TASK TO COMPLETE: Wherever the line with "Target: roll cage tube" sits in the listing below, transcribe from it up to and including the line with "Target: mountain range", exactly, and leave the remaining lines out.

RECORDS SUPPLIED:

---*---

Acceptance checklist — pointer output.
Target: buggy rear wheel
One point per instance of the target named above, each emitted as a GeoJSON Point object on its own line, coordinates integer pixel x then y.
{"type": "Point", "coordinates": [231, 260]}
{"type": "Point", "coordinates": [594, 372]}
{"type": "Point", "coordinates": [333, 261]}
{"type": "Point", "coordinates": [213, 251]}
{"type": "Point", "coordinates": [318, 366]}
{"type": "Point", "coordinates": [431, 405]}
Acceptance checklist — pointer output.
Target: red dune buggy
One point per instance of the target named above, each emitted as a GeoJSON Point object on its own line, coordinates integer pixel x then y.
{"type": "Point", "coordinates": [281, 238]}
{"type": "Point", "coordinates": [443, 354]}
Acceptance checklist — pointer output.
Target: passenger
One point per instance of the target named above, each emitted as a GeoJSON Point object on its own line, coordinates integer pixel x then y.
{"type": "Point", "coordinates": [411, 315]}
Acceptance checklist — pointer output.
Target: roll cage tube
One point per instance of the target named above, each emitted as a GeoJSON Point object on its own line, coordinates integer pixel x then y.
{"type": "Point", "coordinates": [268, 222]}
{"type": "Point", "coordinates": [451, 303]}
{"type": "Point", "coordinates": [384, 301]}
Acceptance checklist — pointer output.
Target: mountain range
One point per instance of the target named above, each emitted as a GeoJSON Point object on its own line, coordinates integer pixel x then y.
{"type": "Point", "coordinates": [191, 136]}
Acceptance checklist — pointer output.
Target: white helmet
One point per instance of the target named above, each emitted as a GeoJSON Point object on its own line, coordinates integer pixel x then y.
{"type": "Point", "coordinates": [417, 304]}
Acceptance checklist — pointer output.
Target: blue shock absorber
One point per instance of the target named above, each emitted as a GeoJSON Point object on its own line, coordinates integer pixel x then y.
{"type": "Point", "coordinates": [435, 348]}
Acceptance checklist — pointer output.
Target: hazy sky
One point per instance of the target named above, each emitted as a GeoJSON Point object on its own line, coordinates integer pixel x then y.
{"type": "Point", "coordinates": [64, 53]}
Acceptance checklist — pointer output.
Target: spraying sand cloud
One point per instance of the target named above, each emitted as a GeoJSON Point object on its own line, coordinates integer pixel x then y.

---*---

EXERCISE SOLUTION:
Target: roll cage tube
One point per instance of the target named above, each emitted as a GeoJSON Point object on its own line, coordinates integer pixel x then y.
{"type": "Point", "coordinates": [268, 222]}
{"type": "Point", "coordinates": [451, 303]}
{"type": "Point", "coordinates": [384, 301]}
Acceptance checklist — pointer output.
Target: mountain range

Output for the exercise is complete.